So I think it would be a good idea to first verify that the octopus results are correct and these variants are really heterozygous (e.g. by using additional tools to genotype them)

swomics commented 1 year ago

Thank you for taking the time to look into this further! I am running the octopus joint calling model, which may help assess the validity of the haplotypes further using the rest of the population samples, but that's probably as far as I can go in terms of additional validation, without collecting additional sequencing coverage.

I guess the main difference here between the pipelines (apart from the huge benefits of Pangenie being much easier/quicker and also genotyping complex SVs) is that octopus is calling some variants as low quality heterozygotes which can be filtered out. Whereas, pangenie is calling these same loci as maximum confidence homozygous positions.

  1. The target was 15x, so yes it's probably about right. Looking at other chromosomes in the bam looks comparable.

2a. It's true that the average allele balance expectation is 50/50. Do you think deviations from this can be expected by chance, or perhaps through library preparation biases? The only other thing I can think of that would produce two well-mapped reads like this is some sort of demultiplexing error or contamination.

2b. I did notice the severe allele bias at some positions (such as 9/1, 8/2 and filtered out by octopus as a result). But shouldn't the genotype quality of Pangenie also be altered by the weak evidence for an alternate allele, rather than having the maximum 10,000 value?

● **RECORDED INFORMATION**:
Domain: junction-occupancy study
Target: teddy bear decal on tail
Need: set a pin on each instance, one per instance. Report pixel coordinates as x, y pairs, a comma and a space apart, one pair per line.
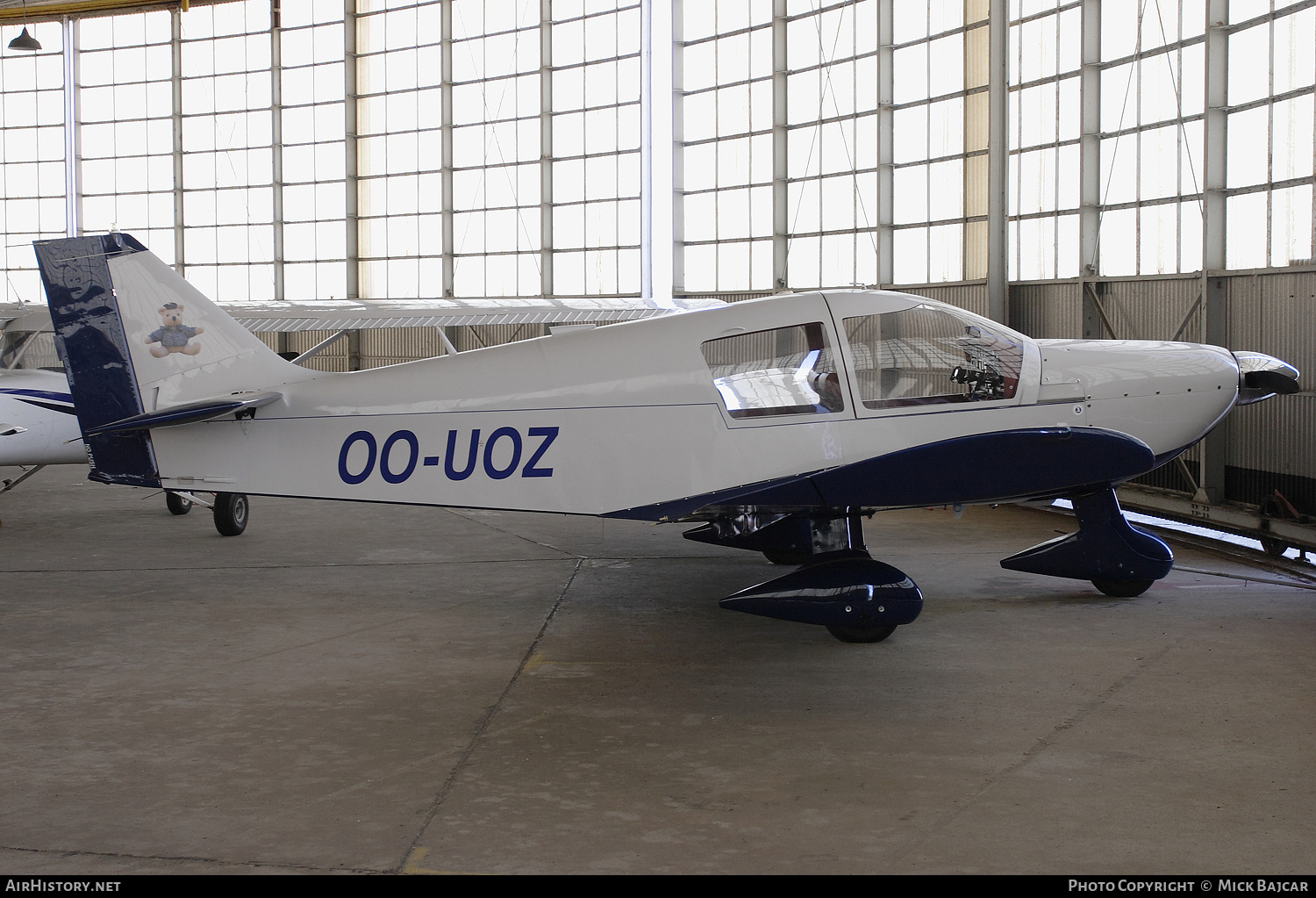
174, 336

● **WORK TO BE COMPLETED**: Print everything in the genotyping discussion from "Thank you for" down to "bam looks comparable.", word for word.

● **EXERCISE RESPONSE**:
Thank you for taking the time to look into this further! I am running the octopus joint calling model, which may help assess the validity of the haplotypes further using the rest of the population samples, but that's probably as far as I can go in terms of additional validation, without collecting additional sequencing coverage.

I guess the main difference here between the pipelines (apart from the huge benefits of Pangenie being much easier/quicker and also genotyping complex SVs) is that octopus is calling some variants as low quality heterozygotes which can be filtered out. Whereas, pangenie is calling these same loci as maximum confidence homozygous positions.

  1. The target was 15x, so yes it's probably about right. Looking at other chromosomes in the bam looks comparable.